### Problem statement
Repeat every row below word for word, with no changes.
-- START Data rows --
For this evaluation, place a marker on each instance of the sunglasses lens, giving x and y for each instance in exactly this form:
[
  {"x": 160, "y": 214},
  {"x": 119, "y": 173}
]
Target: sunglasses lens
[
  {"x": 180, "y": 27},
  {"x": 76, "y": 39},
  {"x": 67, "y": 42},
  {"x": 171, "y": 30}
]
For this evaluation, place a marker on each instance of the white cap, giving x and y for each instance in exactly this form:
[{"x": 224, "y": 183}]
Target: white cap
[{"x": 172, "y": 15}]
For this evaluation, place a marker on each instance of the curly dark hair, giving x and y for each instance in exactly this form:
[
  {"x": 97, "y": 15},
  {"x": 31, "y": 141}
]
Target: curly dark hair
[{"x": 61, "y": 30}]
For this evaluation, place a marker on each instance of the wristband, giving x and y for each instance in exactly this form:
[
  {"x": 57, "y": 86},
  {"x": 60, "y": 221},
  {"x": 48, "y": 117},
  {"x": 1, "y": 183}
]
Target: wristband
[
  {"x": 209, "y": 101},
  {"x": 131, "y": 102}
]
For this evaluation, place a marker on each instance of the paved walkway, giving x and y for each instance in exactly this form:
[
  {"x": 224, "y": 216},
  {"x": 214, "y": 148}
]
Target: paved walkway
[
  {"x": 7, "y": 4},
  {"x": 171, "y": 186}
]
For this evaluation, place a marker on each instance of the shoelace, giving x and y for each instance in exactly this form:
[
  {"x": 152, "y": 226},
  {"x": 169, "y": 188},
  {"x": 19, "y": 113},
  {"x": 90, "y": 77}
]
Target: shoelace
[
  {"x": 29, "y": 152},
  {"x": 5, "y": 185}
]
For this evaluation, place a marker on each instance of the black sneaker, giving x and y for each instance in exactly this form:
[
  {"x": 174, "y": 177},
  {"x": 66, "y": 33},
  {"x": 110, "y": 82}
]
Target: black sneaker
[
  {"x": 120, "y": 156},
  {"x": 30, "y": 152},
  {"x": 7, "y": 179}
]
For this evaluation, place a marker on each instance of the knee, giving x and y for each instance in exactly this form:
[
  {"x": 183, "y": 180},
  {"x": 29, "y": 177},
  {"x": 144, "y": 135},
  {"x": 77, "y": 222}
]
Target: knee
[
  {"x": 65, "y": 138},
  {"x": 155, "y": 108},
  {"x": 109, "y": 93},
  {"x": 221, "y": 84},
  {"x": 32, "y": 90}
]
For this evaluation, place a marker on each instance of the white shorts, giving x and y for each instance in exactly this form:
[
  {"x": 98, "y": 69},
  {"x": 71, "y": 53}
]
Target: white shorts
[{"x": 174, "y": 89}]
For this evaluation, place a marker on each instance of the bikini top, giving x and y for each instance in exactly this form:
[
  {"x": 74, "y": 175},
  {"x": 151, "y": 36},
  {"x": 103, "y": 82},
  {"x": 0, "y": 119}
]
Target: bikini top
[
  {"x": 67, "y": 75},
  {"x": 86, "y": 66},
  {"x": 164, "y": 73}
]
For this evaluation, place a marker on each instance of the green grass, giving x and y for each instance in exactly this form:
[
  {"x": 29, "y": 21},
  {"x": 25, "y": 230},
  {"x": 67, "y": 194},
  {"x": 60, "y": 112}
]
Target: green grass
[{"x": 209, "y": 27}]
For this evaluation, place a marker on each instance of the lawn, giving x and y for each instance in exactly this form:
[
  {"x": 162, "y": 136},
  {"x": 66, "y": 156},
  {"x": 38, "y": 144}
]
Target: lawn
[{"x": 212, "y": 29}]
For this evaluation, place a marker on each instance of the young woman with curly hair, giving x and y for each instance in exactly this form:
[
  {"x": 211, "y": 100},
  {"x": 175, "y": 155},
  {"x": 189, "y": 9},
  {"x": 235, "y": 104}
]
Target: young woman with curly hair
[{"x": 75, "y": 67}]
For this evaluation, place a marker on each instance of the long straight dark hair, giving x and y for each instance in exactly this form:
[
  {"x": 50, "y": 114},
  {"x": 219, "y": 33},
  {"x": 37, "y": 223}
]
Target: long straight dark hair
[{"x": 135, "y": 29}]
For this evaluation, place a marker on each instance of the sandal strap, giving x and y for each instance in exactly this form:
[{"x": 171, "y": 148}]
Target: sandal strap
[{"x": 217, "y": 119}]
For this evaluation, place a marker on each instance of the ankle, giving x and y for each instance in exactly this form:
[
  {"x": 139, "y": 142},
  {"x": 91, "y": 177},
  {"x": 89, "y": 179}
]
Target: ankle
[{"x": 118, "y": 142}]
-- END Data rows --
### Response
For this evaluation, place a marker on each instance of the sunglasses lens, giving x and y for each instance in exactly this form:
[
  {"x": 160, "y": 214},
  {"x": 119, "y": 173}
]
Target: sunglasses lens
[
  {"x": 180, "y": 27},
  {"x": 76, "y": 39},
  {"x": 67, "y": 42},
  {"x": 171, "y": 30}
]
For this evaluation, place a marker on each instance of the white cap, giving x and y for each instance in exactly this form:
[{"x": 224, "y": 183}]
Target: white cap
[{"x": 172, "y": 15}]
For this evaluation, place a marker on each instance of the curly dark hair, giving x and y for each instance in exactly this form:
[
  {"x": 97, "y": 15},
  {"x": 31, "y": 141}
]
Target: curly dark hair
[{"x": 61, "y": 30}]
For this evaluation, place a marker on each instance of the wristband, giving x and y for each instance in exactly this form:
[
  {"x": 57, "y": 86},
  {"x": 60, "y": 221},
  {"x": 48, "y": 117},
  {"x": 1, "y": 183}
]
Target: wristband
[
  {"x": 209, "y": 101},
  {"x": 131, "y": 102}
]
For this evaluation, place a marker on each instance of the paved walkway, giving x and y for each instance in exactly this form:
[
  {"x": 224, "y": 216},
  {"x": 214, "y": 148}
]
Target: paved walkway
[
  {"x": 7, "y": 4},
  {"x": 171, "y": 186}
]
For this evaluation, place a marker on each instance of the shoelace, giving x and y for each instance in exactly this form:
[
  {"x": 152, "y": 226},
  {"x": 169, "y": 188},
  {"x": 19, "y": 113},
  {"x": 90, "y": 77}
]
Target: shoelace
[
  {"x": 29, "y": 152},
  {"x": 5, "y": 185}
]
For this evaluation, place a marker on each instance of the black sneaker, giving x and y for each instance in exactly this form:
[
  {"x": 174, "y": 177},
  {"x": 66, "y": 33},
  {"x": 110, "y": 82}
]
Target: black sneaker
[
  {"x": 120, "y": 156},
  {"x": 30, "y": 152},
  {"x": 7, "y": 179}
]
For this evaluation, place a marker on each instance of the knee, giving x and y for each instance in exactly this form:
[
  {"x": 183, "y": 180},
  {"x": 29, "y": 177},
  {"x": 144, "y": 135},
  {"x": 77, "y": 222}
]
Target: knee
[
  {"x": 65, "y": 138},
  {"x": 155, "y": 108},
  {"x": 109, "y": 93},
  {"x": 221, "y": 84},
  {"x": 32, "y": 90}
]
For this evaluation, place a marker on each instance of the white shorts, giving x and y for each instance in exactly this form:
[
  {"x": 98, "y": 69},
  {"x": 71, "y": 53}
]
Target: white shorts
[{"x": 174, "y": 89}]
For this evaluation, place a marker on each instance of the bikini top, giving x and y for each instance in exactly this form:
[
  {"x": 74, "y": 175},
  {"x": 151, "y": 36},
  {"x": 103, "y": 82},
  {"x": 0, "y": 119}
]
Target: bikini top
[
  {"x": 67, "y": 75},
  {"x": 86, "y": 66},
  {"x": 164, "y": 73}
]
For this evaluation, place a marker on each instance of the green grass, giving x and y for each instance in exactly this form:
[
  {"x": 29, "y": 21},
  {"x": 25, "y": 230},
  {"x": 67, "y": 194},
  {"x": 60, "y": 112}
]
Target: green grass
[{"x": 209, "y": 27}]
For this evaluation, place a marker on each instance of the lawn, giving x and y for each instance in exactly this form:
[
  {"x": 162, "y": 136},
  {"x": 66, "y": 156},
  {"x": 38, "y": 144}
]
Target: lawn
[{"x": 212, "y": 29}]
For this evaluation, place a marker on each instance of the young woman with curly hair, giving x and y for each instance in exactly this form:
[
  {"x": 211, "y": 100},
  {"x": 175, "y": 155},
  {"x": 189, "y": 9},
  {"x": 235, "y": 104}
]
Target: young woman with curly hair
[{"x": 75, "y": 67}]
For this evaluation, place a marker on each instance of the long straight dark hair, giving x and y for each instance in exactly this form:
[
  {"x": 50, "y": 114},
  {"x": 219, "y": 33},
  {"x": 37, "y": 223}
]
Target: long straight dark hair
[{"x": 135, "y": 29}]
For this evaluation, place a marker on each instance of the sandal strap, giving x and y for each instance in exactly this form:
[{"x": 171, "y": 148}]
Target: sandal strap
[{"x": 217, "y": 119}]
For this evaluation, place a marker on each instance of the ankle, giving x and y for each instance in exactly this form:
[
  {"x": 139, "y": 142},
  {"x": 91, "y": 177},
  {"x": 89, "y": 179}
]
Target: ankle
[{"x": 118, "y": 142}]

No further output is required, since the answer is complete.